PROBLEM STATEMENT:
Return each line of the data below unchanged, please.

(Collected data)

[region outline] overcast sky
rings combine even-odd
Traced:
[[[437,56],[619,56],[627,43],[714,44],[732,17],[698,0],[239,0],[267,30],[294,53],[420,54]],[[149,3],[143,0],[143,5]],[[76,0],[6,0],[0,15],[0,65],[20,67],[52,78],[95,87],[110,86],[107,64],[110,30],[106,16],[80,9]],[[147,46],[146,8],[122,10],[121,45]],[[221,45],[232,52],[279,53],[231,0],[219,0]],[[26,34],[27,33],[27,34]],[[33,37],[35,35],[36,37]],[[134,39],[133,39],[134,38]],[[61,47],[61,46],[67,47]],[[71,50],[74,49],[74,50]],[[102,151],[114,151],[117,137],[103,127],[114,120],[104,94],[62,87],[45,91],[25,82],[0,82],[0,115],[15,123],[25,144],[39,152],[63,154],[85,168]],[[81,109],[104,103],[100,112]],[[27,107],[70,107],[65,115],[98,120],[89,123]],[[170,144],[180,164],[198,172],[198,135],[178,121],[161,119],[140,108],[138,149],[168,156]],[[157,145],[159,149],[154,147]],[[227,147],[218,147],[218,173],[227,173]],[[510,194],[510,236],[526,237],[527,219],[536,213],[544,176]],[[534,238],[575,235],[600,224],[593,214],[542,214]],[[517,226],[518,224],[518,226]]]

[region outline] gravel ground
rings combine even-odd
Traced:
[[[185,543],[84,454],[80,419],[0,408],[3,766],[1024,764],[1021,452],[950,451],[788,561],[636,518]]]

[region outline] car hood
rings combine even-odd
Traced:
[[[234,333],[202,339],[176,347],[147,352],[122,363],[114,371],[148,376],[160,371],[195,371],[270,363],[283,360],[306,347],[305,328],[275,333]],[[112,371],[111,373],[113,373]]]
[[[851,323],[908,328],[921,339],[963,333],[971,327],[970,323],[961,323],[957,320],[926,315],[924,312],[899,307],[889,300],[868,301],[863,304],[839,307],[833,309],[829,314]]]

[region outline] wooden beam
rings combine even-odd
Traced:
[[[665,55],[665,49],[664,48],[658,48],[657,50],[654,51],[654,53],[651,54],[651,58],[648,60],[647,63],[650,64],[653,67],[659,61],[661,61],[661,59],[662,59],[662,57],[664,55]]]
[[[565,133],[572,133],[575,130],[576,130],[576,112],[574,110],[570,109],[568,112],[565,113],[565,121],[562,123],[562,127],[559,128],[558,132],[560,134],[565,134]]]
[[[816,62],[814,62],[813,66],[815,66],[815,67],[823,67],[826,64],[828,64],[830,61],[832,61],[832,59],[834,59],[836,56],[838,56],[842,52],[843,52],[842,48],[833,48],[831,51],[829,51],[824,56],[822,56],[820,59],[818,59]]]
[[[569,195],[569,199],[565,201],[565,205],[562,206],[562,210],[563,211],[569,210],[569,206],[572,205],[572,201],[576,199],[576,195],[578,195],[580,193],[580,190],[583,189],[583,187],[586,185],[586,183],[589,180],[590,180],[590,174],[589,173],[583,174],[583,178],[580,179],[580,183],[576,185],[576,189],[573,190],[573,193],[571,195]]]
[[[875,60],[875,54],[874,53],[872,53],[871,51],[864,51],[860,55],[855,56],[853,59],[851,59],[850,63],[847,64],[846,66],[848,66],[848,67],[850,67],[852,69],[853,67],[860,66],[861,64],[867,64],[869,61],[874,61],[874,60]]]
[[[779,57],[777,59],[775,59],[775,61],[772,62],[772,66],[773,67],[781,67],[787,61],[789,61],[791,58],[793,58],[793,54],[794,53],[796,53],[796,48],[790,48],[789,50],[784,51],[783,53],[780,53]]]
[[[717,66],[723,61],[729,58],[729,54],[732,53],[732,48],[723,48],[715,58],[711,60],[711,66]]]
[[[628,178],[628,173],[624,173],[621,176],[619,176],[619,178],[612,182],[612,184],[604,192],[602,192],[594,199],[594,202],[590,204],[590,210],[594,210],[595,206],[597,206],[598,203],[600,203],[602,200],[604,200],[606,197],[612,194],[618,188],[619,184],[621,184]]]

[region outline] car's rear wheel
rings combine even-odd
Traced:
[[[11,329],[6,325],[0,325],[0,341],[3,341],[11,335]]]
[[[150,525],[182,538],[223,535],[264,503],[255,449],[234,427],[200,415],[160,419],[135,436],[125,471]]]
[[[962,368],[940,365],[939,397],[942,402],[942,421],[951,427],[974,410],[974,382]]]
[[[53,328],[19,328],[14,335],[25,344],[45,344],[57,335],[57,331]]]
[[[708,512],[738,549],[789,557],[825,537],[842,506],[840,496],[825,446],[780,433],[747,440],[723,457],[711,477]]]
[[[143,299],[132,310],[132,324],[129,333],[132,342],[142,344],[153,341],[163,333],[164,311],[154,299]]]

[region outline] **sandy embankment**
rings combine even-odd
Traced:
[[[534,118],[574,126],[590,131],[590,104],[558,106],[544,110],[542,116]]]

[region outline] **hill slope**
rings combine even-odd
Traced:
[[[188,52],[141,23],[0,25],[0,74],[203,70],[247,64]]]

TASK ANSWER:
[region outline] overcast sky
rings combine even-odd
Traced:
[[[437,56],[619,56],[627,43],[714,44],[732,17],[698,0],[239,0],[267,30],[294,53],[420,54]],[[149,3],[143,0],[143,5]],[[76,0],[6,0],[0,15],[0,65],[20,67],[52,78],[95,87],[110,86],[107,64],[110,30],[106,16],[80,9]],[[147,46],[146,8],[122,10],[121,45]],[[221,45],[232,52],[279,53],[231,0],[219,0]],[[26,34],[27,33],[27,34]],[[33,37],[35,35],[36,37]],[[134,39],[133,39],[134,38]],[[61,47],[61,46],[67,47]],[[71,50],[74,49],[74,50]],[[102,151],[114,151],[117,137],[103,127],[114,120],[104,94],[62,87],[45,91],[25,82],[0,82],[0,115],[15,123],[25,144],[39,152],[63,154],[85,168]],[[81,109],[104,103],[100,112]],[[27,107],[70,107],[65,115],[98,120],[89,123]],[[170,144],[180,164],[198,172],[198,135],[178,121],[161,119],[140,108],[138,149],[168,156]],[[157,145],[159,149],[154,147]],[[227,147],[218,147],[218,173],[227,173]],[[510,194],[510,236],[526,237],[527,219],[536,213],[544,176]],[[534,238],[575,235],[600,224],[593,214],[542,214]],[[517,226],[518,224],[518,226]]]

[region outline] gravel ground
rings combine even-odd
Traced:
[[[185,543],[84,454],[80,419],[0,408],[3,766],[1024,764],[1021,452],[950,451],[788,561],[636,518]]]

[region outline] car hood
rings combine even-odd
Traced:
[[[234,333],[202,339],[176,347],[147,352],[122,363],[114,371],[148,376],[160,371],[195,371],[270,363],[283,360],[306,347],[305,328],[275,333]],[[112,371],[111,373],[113,373]]]
[[[851,323],[908,328],[921,339],[963,333],[971,327],[970,323],[961,323],[957,320],[926,315],[924,312],[899,307],[889,300],[868,301],[863,304],[839,307],[833,309],[829,314]]]

[region outline] wooden beam
rings combine even-odd
Traced:
[[[665,55],[665,49],[664,48],[658,48],[657,50],[654,51],[654,53],[651,54],[651,58],[648,60],[647,63],[650,64],[653,67],[659,61],[661,61],[661,59],[662,59],[662,57],[664,55]]]
[[[565,133],[572,133],[575,130],[576,130],[576,112],[574,110],[570,109],[568,112],[565,113],[565,121],[562,123],[562,127],[559,128],[558,132],[560,134],[565,134]]]
[[[816,62],[814,62],[813,66],[815,66],[815,67],[823,67],[826,64],[828,64],[830,61],[832,61],[832,59],[834,59],[836,56],[838,56],[842,52],[843,52],[842,48],[833,48],[831,51],[829,51],[824,56],[822,56],[820,59],[818,59]]]
[[[569,195],[569,199],[565,201],[565,205],[562,206],[562,210],[563,211],[569,210],[569,206],[572,205],[572,201],[576,199],[576,195],[578,195],[580,193],[580,190],[583,189],[583,187],[586,185],[586,183],[589,180],[590,180],[590,174],[589,173],[583,174],[583,178],[580,179],[580,183],[576,185],[576,189],[573,190],[573,193],[571,195]]]
[[[875,60],[875,54],[874,53],[872,53],[871,51],[864,51],[860,55],[855,56],[853,59],[851,59],[850,63],[847,64],[846,66],[848,66],[848,67],[850,67],[852,69],[853,67],[860,66],[861,64],[867,64],[869,61],[874,61],[874,60]]]
[[[779,57],[777,59],[775,59],[775,61],[772,62],[772,66],[773,67],[781,67],[787,61],[789,61],[791,58],[793,58],[793,54],[794,53],[796,53],[796,48],[790,48],[789,50],[784,51],[783,53],[780,53]]]
[[[717,66],[723,61],[729,58],[729,54],[732,53],[732,48],[723,48],[715,58],[711,60],[711,66]]]
[[[628,178],[628,173],[624,173],[621,176],[619,176],[619,178],[612,182],[612,184],[604,192],[602,192],[594,199],[594,202],[590,204],[590,210],[594,210],[595,206],[597,206],[598,203],[600,203],[602,200],[604,200],[606,197],[612,194],[618,188],[619,184],[621,184]]]

[region outline] car's rear wheel
rings combine even-odd
Traced:
[[[11,329],[6,325],[0,325],[0,341],[3,341],[11,335]]]
[[[150,525],[182,538],[223,535],[264,503],[255,449],[234,427],[200,415],[160,419],[135,436],[125,471]]]
[[[962,368],[940,365],[939,397],[942,402],[942,421],[951,427],[974,410],[974,382]]]
[[[53,328],[19,328],[14,335],[25,344],[45,344],[57,335],[57,331]]]
[[[708,512],[738,549],[789,557],[825,537],[842,506],[840,496],[825,446],[780,433],[747,440],[723,457],[711,477]]]
[[[143,299],[132,310],[132,324],[129,333],[132,342],[142,344],[153,341],[163,333],[164,311],[154,299]]]

[region outline] **sandy embankment**
rings combine even-odd
Traced:
[[[534,118],[574,126],[590,131],[590,104],[558,106],[544,110],[542,116]]]

[region outline] **hill slope**
rings combine even-odd
Traced:
[[[188,52],[141,23],[0,25],[0,74],[203,70],[247,64]]]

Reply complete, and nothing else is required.